[Extracted material]

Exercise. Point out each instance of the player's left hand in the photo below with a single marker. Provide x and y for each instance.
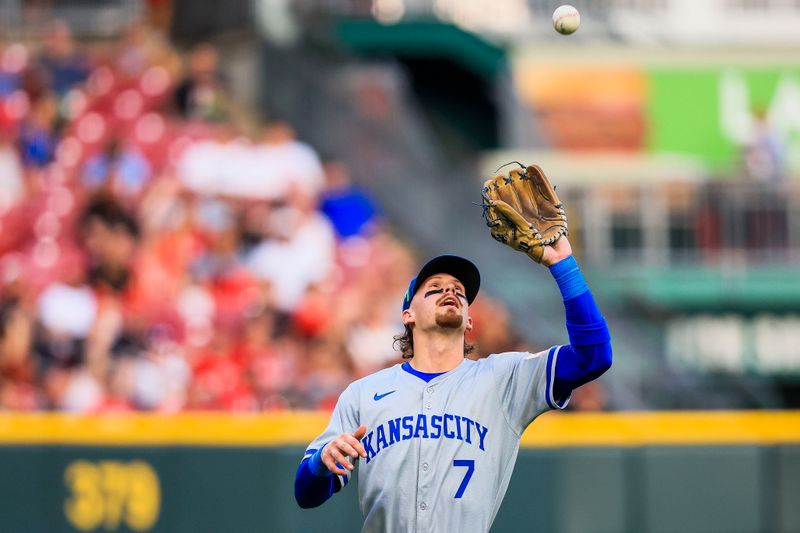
(553, 253)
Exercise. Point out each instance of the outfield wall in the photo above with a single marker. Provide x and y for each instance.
(638, 472)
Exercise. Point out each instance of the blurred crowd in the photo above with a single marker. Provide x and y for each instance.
(161, 251)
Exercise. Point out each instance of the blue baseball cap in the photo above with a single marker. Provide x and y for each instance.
(462, 269)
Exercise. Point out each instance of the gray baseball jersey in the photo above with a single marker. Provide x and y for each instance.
(440, 454)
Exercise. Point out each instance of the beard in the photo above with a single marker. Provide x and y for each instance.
(449, 318)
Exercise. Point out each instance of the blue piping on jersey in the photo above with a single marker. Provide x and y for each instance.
(424, 376)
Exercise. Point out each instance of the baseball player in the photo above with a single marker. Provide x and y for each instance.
(436, 437)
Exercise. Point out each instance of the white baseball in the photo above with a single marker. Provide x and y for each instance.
(566, 19)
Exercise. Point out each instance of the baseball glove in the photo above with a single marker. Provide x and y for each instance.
(523, 210)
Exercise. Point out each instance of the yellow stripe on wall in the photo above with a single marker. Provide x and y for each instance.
(299, 428)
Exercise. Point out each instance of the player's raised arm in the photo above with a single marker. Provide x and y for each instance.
(588, 354)
(523, 211)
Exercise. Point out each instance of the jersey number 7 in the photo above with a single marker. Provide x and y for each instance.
(470, 464)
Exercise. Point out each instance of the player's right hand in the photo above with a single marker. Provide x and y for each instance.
(342, 449)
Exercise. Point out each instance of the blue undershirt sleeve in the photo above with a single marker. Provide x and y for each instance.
(589, 353)
(314, 484)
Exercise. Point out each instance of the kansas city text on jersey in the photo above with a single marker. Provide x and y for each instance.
(420, 426)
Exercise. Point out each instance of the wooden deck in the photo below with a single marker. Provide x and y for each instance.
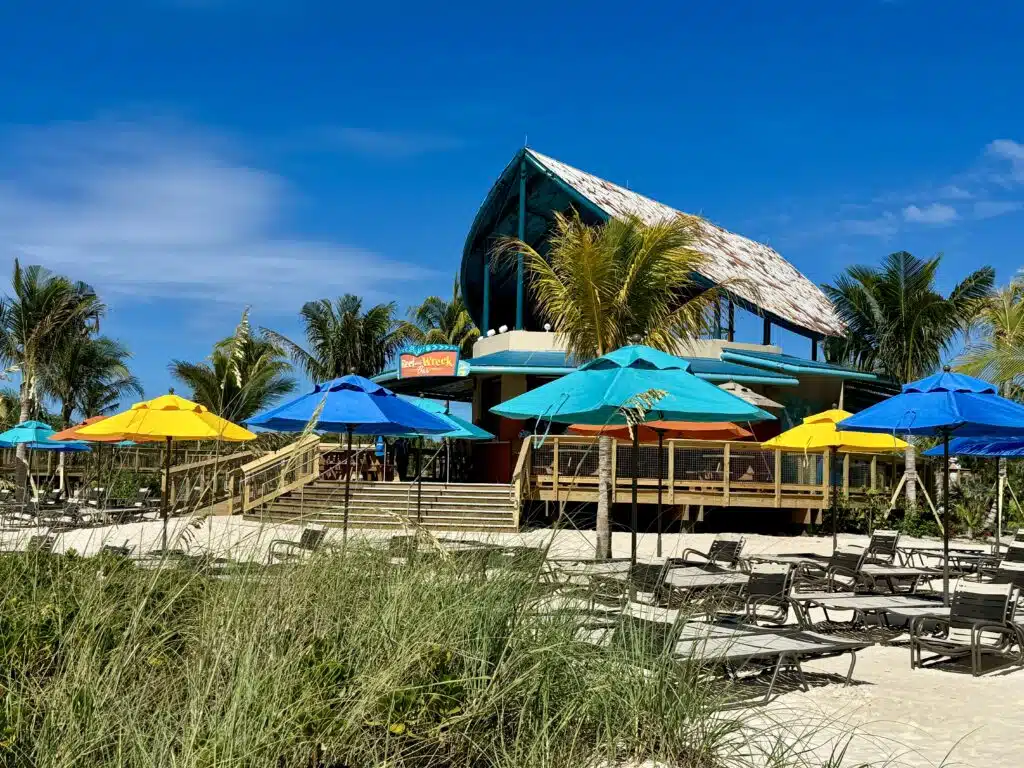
(702, 473)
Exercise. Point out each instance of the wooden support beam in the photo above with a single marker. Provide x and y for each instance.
(725, 474)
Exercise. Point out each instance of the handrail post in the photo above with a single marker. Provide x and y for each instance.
(554, 466)
(672, 471)
(778, 478)
(825, 478)
(614, 468)
(725, 475)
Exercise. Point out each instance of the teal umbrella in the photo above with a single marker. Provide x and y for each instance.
(653, 385)
(461, 429)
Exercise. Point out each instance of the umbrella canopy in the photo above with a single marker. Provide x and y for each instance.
(946, 403)
(597, 392)
(27, 431)
(72, 433)
(755, 398)
(1005, 449)
(352, 403)
(818, 432)
(169, 417)
(681, 430)
(460, 428)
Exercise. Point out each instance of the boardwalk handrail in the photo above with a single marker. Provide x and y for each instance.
(280, 472)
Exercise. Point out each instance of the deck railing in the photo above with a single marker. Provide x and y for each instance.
(738, 474)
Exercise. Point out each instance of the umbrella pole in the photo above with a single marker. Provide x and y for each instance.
(660, 443)
(945, 518)
(835, 500)
(166, 501)
(633, 514)
(348, 482)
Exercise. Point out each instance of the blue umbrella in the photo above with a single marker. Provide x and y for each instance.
(945, 404)
(354, 406)
(634, 378)
(460, 429)
(992, 449)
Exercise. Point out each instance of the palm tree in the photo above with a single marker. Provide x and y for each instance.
(898, 324)
(342, 339)
(79, 371)
(440, 322)
(624, 282)
(45, 313)
(246, 374)
(997, 351)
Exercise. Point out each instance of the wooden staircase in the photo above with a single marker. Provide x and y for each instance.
(466, 507)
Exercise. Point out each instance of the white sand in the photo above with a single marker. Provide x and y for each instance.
(896, 716)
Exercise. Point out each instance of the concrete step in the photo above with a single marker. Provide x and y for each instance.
(294, 503)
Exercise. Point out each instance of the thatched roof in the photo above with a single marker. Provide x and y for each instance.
(780, 290)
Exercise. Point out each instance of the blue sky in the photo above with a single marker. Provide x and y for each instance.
(189, 158)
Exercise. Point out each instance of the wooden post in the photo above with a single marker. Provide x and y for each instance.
(778, 478)
(554, 466)
(614, 469)
(672, 472)
(725, 475)
(825, 478)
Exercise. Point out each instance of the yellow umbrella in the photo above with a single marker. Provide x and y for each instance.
(818, 432)
(172, 418)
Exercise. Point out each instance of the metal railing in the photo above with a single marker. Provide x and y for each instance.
(700, 472)
(278, 473)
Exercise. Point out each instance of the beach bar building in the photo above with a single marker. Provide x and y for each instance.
(517, 352)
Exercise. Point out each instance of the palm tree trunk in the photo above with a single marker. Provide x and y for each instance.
(910, 459)
(604, 448)
(22, 452)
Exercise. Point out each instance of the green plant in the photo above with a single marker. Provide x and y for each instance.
(246, 374)
(620, 283)
(344, 660)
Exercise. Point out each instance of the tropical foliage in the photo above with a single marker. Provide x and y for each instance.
(624, 282)
(440, 322)
(899, 325)
(246, 374)
(996, 349)
(44, 316)
(89, 376)
(341, 338)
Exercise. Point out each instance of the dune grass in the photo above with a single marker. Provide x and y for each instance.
(342, 660)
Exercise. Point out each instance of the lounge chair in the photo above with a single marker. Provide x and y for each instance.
(766, 597)
(310, 541)
(979, 623)
(725, 550)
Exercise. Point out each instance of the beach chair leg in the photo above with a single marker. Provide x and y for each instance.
(853, 663)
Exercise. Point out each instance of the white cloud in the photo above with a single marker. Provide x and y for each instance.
(387, 144)
(1012, 152)
(952, 192)
(154, 212)
(936, 213)
(986, 209)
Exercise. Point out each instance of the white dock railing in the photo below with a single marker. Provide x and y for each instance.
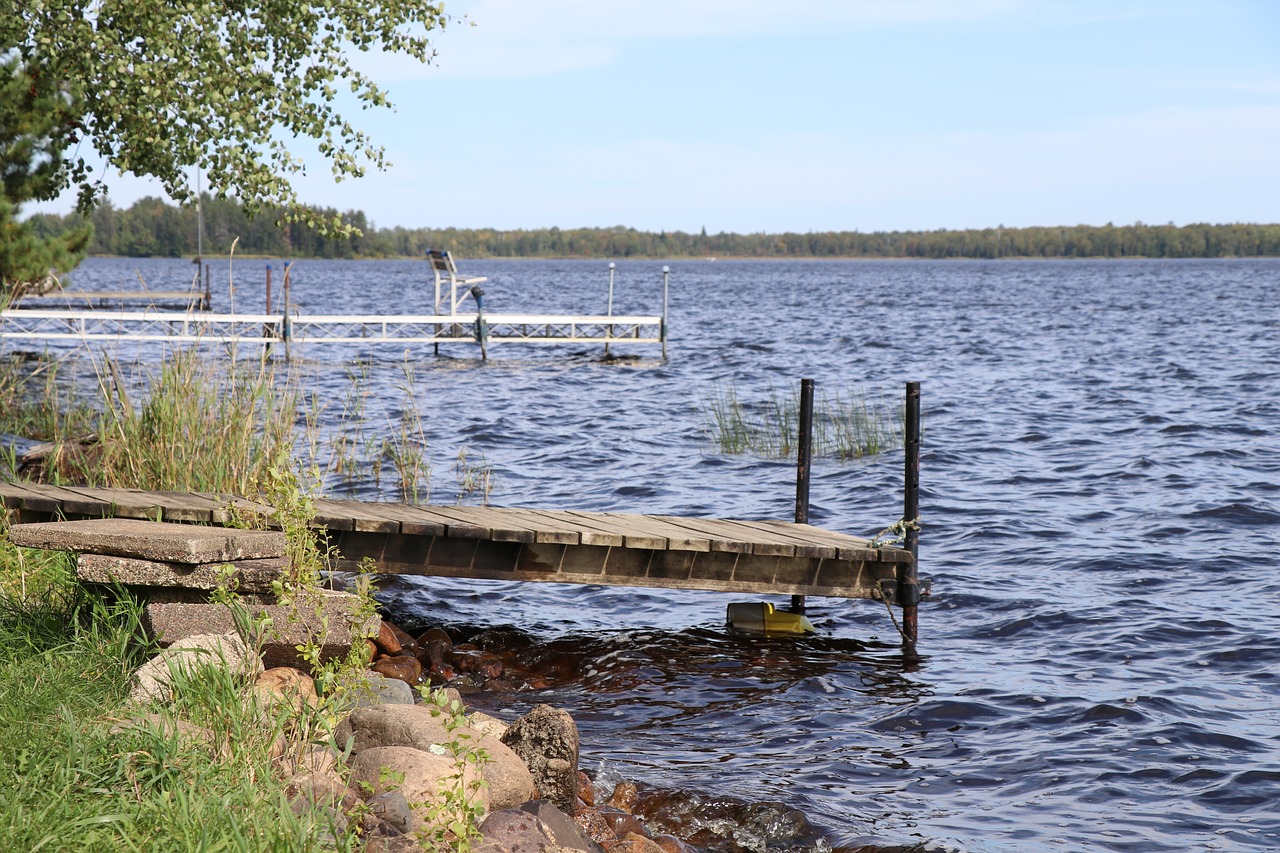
(150, 325)
(188, 327)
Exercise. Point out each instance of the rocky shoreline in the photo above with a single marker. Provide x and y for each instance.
(398, 769)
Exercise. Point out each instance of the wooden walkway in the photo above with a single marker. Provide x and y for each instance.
(557, 546)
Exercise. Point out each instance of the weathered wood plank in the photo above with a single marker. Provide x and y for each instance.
(10, 496)
(782, 533)
(848, 546)
(705, 570)
(613, 532)
(352, 515)
(679, 538)
(55, 500)
(123, 503)
(544, 529)
(759, 542)
(412, 519)
(728, 536)
(181, 506)
(612, 548)
(588, 533)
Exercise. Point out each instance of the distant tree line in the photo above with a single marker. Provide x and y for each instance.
(151, 227)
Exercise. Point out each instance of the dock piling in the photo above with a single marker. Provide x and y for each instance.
(608, 310)
(666, 276)
(481, 327)
(908, 574)
(804, 456)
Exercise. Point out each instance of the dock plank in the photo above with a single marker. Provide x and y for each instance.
(762, 543)
(352, 515)
(679, 538)
(586, 533)
(516, 543)
(631, 538)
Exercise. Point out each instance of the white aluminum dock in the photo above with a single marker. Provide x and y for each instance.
(100, 325)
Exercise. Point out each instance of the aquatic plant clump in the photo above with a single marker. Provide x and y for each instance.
(845, 424)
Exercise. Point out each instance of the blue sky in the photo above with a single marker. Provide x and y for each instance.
(748, 115)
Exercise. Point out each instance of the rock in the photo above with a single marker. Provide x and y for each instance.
(393, 808)
(635, 843)
(492, 726)
(672, 844)
(378, 689)
(547, 740)
(423, 726)
(624, 824)
(154, 679)
(396, 844)
(585, 789)
(403, 667)
(387, 641)
(562, 828)
(420, 776)
(625, 797)
(165, 726)
(321, 789)
(312, 760)
(536, 828)
(408, 646)
(435, 635)
(287, 685)
(594, 825)
(327, 617)
(158, 541)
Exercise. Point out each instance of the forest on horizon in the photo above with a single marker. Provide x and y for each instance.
(151, 227)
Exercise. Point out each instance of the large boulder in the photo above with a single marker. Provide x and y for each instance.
(536, 828)
(424, 728)
(154, 679)
(425, 779)
(547, 740)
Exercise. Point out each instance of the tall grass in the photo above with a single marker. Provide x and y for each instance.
(80, 770)
(845, 424)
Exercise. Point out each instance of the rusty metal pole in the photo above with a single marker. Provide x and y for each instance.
(804, 456)
(908, 575)
(666, 287)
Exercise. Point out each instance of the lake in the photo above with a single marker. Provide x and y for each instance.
(1100, 480)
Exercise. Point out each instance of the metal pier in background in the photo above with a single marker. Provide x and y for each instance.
(447, 324)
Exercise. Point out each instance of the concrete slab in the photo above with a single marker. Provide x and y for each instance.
(250, 575)
(156, 541)
(329, 620)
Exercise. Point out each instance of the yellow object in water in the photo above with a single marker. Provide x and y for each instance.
(763, 619)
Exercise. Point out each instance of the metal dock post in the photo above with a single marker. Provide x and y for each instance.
(666, 273)
(908, 574)
(804, 456)
(608, 311)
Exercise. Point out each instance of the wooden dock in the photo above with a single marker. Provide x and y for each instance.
(551, 546)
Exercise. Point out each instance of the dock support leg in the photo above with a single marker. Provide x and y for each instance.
(908, 575)
(804, 456)
(666, 283)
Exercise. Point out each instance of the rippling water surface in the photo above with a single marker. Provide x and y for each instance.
(1100, 477)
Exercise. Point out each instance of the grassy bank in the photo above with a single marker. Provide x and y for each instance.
(81, 770)
(80, 766)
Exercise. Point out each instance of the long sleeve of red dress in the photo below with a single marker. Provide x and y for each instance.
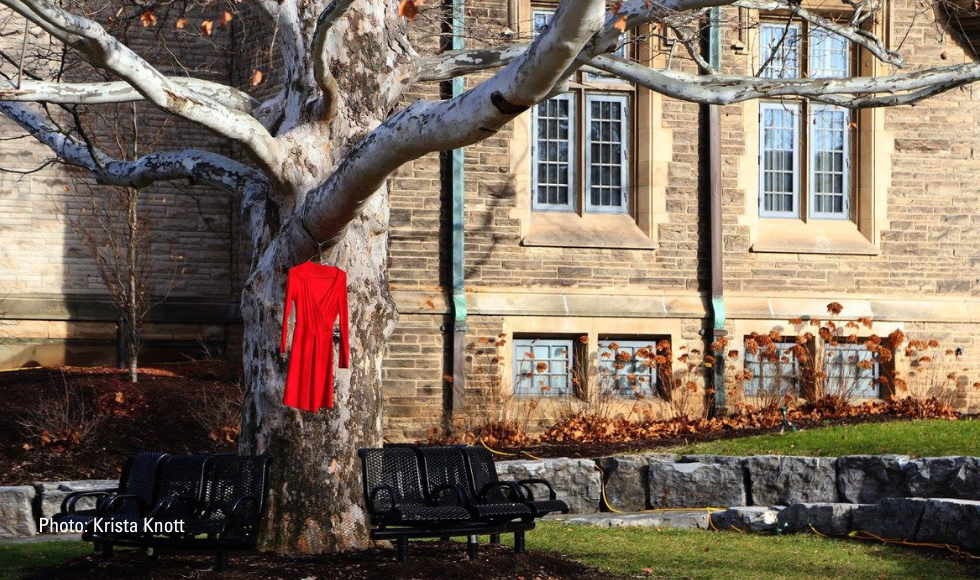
(319, 295)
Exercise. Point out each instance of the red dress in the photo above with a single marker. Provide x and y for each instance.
(320, 295)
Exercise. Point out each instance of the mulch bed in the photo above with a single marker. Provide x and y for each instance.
(154, 414)
(427, 560)
(592, 450)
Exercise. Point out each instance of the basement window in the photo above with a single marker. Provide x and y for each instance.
(627, 368)
(543, 367)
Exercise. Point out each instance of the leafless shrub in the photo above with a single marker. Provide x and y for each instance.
(220, 414)
(64, 420)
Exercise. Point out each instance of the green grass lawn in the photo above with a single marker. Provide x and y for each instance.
(927, 438)
(667, 554)
(16, 560)
(704, 555)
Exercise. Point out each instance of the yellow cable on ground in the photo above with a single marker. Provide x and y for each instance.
(602, 483)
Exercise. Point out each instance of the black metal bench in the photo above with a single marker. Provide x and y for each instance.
(413, 493)
(219, 508)
(483, 474)
(137, 479)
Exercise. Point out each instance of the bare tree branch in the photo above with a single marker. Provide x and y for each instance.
(103, 50)
(199, 166)
(850, 31)
(321, 61)
(119, 92)
(427, 126)
(728, 89)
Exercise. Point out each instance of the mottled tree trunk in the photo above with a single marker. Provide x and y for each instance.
(315, 501)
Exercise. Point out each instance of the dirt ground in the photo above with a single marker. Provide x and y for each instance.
(428, 560)
(175, 408)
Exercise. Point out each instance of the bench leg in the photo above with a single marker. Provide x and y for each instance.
(221, 560)
(471, 547)
(402, 549)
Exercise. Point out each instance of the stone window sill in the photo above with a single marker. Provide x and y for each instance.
(790, 236)
(592, 230)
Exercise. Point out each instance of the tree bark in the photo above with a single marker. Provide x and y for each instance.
(315, 500)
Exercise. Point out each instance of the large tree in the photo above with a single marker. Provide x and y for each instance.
(318, 154)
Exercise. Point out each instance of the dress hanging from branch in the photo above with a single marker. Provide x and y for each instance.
(319, 293)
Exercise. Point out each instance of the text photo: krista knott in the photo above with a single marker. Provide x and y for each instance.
(110, 526)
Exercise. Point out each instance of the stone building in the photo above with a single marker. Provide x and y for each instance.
(587, 228)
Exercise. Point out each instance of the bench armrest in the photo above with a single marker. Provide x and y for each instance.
(114, 503)
(516, 494)
(526, 483)
(68, 504)
(237, 516)
(372, 497)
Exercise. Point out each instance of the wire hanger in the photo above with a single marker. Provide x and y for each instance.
(318, 255)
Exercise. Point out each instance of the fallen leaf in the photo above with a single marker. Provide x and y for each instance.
(409, 9)
(148, 19)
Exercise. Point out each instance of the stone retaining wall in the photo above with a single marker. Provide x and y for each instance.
(829, 487)
(22, 506)
(638, 482)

[/Extracted material]

* [Required work]
Reply with exactly the lines above from the one that contains "Exercise. Point out each instance of the large tree" through the final line of the material, and with nothing else.

* [Answer]
Exercise. Point out each instance of the large tree in the photo above with a single marker. Provide x and y for each instance.
(318, 154)
Exercise. Point out each instance of the dress hanging from branch in the photo above with a single marker. Provide x and y for each instance.
(319, 293)
Exercise. Point out each instance of the text photo: krista knott in the photo above with a single marker. Provide x and y for each instance.
(110, 526)
Exercise. Point out each instance of the stone building in the photo above with a single marker. Provide x and y for each instance.
(587, 228)
Exercise. Point out each instance of the bench armrest in the photo above with a single marker. Provide x and y for each instance.
(114, 503)
(516, 494)
(526, 483)
(68, 504)
(237, 516)
(372, 497)
Exercise. Point out each instance of the wire hanger in the photo above with a single marker. Provide x and y for each instance.
(318, 255)
Exercise. Point out each instance of the fallen leaf in the photo above with a single marker. Provide x and y for each instance.
(409, 9)
(148, 19)
Exercise. Point out each instance of the stone retaining wall in the photo above with a single marker. Provide x and y for each instance.
(829, 487)
(22, 506)
(638, 482)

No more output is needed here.